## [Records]
• • • • •

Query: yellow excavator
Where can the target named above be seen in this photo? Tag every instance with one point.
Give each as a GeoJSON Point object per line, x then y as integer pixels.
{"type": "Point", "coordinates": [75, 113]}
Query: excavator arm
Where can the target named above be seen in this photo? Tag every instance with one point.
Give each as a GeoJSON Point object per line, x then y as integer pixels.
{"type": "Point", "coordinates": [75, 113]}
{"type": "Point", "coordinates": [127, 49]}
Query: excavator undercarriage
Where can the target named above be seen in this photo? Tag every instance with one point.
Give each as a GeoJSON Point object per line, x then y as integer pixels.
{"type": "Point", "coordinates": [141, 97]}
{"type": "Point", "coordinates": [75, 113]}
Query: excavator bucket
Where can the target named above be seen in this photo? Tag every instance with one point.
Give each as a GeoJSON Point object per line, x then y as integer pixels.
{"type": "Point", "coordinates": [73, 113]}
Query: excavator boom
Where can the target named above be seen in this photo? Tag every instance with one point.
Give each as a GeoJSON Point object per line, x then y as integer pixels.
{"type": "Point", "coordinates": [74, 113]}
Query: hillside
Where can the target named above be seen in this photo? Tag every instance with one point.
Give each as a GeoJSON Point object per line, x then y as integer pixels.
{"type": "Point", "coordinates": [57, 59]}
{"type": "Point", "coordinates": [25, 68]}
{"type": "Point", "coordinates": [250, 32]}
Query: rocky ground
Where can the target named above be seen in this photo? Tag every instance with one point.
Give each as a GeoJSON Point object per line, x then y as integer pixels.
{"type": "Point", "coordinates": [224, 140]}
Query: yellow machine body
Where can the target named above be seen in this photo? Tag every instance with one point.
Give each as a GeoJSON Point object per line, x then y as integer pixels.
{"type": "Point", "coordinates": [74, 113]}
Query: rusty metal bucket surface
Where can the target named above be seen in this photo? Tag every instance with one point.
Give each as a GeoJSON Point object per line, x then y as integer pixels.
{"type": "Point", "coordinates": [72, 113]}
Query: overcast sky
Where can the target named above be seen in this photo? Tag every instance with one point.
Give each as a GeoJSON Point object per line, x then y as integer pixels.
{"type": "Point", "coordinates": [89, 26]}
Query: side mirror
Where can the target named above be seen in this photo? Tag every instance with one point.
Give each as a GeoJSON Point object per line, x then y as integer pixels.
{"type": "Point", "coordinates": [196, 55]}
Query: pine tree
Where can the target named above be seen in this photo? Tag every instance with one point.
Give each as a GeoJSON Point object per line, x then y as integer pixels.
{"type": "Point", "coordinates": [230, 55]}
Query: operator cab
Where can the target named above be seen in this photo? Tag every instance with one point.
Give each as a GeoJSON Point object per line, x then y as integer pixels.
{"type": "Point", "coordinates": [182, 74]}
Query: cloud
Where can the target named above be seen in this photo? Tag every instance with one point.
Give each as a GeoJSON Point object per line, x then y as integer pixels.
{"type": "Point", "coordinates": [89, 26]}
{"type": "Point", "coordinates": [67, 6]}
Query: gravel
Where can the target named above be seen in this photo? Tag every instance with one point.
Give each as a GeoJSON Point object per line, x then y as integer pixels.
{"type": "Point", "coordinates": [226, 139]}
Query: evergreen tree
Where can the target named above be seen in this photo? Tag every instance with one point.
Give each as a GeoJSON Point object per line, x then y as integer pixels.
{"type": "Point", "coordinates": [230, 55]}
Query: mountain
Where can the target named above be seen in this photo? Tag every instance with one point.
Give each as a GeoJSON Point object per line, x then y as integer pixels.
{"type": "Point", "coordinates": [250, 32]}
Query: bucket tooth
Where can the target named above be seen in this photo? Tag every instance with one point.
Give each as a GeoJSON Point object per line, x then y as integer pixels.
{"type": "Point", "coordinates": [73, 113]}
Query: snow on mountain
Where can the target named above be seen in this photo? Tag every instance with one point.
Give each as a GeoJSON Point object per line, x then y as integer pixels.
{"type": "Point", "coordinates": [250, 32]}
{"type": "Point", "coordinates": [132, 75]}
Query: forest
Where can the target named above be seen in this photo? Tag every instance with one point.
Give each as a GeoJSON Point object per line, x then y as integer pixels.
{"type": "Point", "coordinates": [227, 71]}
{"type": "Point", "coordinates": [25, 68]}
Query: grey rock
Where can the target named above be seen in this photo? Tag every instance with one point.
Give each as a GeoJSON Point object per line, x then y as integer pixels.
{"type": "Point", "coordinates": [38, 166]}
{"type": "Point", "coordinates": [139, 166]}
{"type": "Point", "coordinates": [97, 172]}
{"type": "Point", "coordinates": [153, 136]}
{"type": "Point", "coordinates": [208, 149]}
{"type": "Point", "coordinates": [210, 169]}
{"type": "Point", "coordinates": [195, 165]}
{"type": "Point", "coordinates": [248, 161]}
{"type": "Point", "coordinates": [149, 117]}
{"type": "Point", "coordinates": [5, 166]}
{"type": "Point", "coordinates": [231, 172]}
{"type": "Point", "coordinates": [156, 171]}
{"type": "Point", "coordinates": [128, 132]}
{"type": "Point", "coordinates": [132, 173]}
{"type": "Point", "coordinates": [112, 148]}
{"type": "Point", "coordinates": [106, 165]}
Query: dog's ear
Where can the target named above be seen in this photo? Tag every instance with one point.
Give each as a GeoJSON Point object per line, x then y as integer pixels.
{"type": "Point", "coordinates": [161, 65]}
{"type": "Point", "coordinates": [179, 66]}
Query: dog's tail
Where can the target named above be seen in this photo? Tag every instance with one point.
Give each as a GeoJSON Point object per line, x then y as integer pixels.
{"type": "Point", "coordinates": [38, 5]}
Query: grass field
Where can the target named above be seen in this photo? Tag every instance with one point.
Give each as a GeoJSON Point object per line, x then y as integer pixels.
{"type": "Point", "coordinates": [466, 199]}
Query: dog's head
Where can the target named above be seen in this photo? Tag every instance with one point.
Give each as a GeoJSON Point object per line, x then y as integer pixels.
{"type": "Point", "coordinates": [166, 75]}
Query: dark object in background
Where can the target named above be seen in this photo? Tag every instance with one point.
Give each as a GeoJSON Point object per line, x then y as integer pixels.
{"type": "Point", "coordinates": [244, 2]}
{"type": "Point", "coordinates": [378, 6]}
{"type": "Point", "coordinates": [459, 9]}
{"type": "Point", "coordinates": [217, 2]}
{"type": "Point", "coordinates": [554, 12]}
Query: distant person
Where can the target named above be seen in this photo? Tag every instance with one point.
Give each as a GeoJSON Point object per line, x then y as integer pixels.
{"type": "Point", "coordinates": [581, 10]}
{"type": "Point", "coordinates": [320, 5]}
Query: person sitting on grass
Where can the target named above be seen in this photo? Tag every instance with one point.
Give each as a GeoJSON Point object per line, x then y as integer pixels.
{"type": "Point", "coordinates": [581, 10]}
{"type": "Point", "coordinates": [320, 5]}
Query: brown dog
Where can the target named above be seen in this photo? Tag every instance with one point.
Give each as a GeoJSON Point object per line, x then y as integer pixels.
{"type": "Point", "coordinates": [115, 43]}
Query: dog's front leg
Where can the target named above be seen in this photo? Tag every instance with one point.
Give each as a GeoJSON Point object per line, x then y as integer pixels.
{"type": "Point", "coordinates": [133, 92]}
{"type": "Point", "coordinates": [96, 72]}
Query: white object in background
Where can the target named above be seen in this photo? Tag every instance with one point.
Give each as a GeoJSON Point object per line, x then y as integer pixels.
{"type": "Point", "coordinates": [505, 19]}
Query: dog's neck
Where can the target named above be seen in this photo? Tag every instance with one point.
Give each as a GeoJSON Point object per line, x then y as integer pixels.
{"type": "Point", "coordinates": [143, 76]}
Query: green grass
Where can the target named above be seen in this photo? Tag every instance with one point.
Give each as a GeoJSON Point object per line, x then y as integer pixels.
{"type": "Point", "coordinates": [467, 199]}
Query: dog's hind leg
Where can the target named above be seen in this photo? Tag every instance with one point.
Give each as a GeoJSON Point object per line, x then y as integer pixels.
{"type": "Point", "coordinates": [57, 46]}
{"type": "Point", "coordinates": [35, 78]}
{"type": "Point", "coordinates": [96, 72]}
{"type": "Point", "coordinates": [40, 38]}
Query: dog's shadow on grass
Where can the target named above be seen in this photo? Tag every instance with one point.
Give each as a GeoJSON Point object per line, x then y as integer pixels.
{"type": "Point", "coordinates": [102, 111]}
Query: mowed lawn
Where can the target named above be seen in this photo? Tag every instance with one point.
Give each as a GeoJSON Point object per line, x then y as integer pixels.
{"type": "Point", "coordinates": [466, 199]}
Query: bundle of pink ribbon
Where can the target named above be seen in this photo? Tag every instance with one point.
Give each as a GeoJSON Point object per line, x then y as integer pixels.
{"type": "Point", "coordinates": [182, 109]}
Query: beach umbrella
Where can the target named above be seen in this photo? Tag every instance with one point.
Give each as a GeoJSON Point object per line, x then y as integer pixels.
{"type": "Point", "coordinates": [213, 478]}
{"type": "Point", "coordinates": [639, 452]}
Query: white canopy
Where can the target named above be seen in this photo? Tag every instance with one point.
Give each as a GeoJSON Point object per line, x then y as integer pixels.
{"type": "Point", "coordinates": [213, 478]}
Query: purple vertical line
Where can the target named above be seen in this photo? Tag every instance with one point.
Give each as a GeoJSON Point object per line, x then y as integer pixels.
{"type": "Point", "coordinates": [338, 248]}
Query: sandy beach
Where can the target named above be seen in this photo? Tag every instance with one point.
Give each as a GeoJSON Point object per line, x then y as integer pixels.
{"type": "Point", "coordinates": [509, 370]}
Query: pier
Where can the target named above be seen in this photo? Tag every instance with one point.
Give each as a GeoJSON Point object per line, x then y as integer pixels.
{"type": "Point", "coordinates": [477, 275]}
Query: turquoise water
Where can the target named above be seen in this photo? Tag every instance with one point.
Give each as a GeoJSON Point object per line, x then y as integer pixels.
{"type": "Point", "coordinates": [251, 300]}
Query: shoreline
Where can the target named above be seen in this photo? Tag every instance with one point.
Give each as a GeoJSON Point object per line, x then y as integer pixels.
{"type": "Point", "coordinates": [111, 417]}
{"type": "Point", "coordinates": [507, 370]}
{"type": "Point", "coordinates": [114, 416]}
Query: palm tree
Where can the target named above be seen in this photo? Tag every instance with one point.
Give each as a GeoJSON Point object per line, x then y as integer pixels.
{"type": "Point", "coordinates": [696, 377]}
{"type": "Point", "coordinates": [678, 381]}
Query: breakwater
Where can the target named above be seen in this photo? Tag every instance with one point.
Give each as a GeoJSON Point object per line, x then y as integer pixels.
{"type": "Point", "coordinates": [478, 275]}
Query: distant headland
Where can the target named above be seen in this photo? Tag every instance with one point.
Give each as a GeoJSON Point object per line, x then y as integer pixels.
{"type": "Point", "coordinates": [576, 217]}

• • • • •

## [Brief]
Reproduce the lines of the entries above exactly, but only from the line containing "Query: shoreline" through the final line.

## [Solution]
Query: shoreline
Where can the target named above be seen in this photo? Tag every instance with one point.
Give each as a GeoJSON Point object per line, x then y as integer pixels.
{"type": "Point", "coordinates": [111, 417]}
{"type": "Point", "coordinates": [507, 370]}
{"type": "Point", "coordinates": [114, 416]}
Query: palm tree
Where can the target named above be seen in this photo? Tag every instance with one point.
Give each as a GeoJSON Point object per line, x then y as integer pixels.
{"type": "Point", "coordinates": [696, 377]}
{"type": "Point", "coordinates": [678, 381]}
Query: breakwater
Where can the target named above be seen in this photo? Tag every instance with one point.
Give each as a GeoJSON Point object per line, x then y as integer pixels.
{"type": "Point", "coordinates": [478, 275]}
Query: distant headland
Where can the target named above be seen in this photo? Tag every instance with one point.
Give each as a GeoJSON Point object per line, x then y as integer pixels.
{"type": "Point", "coordinates": [576, 217]}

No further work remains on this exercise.